* _About this task_: An exact copy of all the data is required.

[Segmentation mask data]
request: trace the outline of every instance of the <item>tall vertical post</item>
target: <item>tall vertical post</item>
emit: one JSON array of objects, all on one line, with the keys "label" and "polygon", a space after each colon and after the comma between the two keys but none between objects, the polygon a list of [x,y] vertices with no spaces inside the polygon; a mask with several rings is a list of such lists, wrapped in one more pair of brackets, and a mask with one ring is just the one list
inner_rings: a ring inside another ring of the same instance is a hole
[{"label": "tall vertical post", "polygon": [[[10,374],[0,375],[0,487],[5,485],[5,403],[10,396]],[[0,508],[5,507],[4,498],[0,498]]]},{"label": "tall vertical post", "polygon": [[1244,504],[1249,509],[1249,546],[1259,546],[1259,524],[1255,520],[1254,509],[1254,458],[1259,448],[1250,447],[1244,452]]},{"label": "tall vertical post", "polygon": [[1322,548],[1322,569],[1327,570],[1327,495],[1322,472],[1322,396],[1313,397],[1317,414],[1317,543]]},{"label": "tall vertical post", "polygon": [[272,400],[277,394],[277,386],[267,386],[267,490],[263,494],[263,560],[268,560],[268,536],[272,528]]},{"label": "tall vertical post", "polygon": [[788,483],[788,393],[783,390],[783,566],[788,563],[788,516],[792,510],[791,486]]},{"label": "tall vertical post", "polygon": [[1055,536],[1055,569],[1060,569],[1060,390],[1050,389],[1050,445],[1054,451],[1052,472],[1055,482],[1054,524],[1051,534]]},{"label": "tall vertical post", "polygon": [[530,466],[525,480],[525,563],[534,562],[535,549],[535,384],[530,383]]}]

* _Answer_:
request: trace the outline of every instance of the <item>tall vertical post</item>
target: <item>tall vertical post</item>
emit: one JSON array of objects, all on one line, with the keys "label" and "polygon", a space after each colon and after the comma between the two keys but none between objects, the polygon a list of [x,y] vertices with no spaces inside the polygon; a mask with several rings is a list of such lists, wrapped in one more pair of brackets, and a mask with one ring is just the one list
inner_rings: a ring inside another ring of the same instance is a hole
[{"label": "tall vertical post", "polygon": [[[10,374],[0,375],[0,487],[5,485],[5,403],[10,396]],[[0,508],[5,507],[4,498],[0,498]]]},{"label": "tall vertical post", "polygon": [[1244,504],[1249,509],[1249,546],[1259,546],[1259,524],[1255,520],[1254,509],[1254,458],[1259,448],[1250,447],[1244,452]]},{"label": "tall vertical post", "polygon": [[1322,548],[1322,569],[1327,570],[1327,495],[1322,472],[1322,396],[1313,397],[1317,414],[1317,543]]},{"label": "tall vertical post", "polygon": [[272,400],[277,394],[277,386],[267,386],[267,490],[263,494],[263,560],[268,560],[268,536],[272,528]]},{"label": "tall vertical post", "polygon": [[788,483],[788,393],[783,390],[783,566],[788,563],[788,516],[792,510],[791,486]]},{"label": "tall vertical post", "polygon": [[1055,536],[1055,569],[1060,569],[1060,390],[1050,389],[1050,445],[1054,451],[1052,472],[1055,482],[1054,524],[1051,534]]},{"label": "tall vertical post", "polygon": [[530,466],[525,480],[525,563],[534,562],[535,549],[535,384],[530,383]]}]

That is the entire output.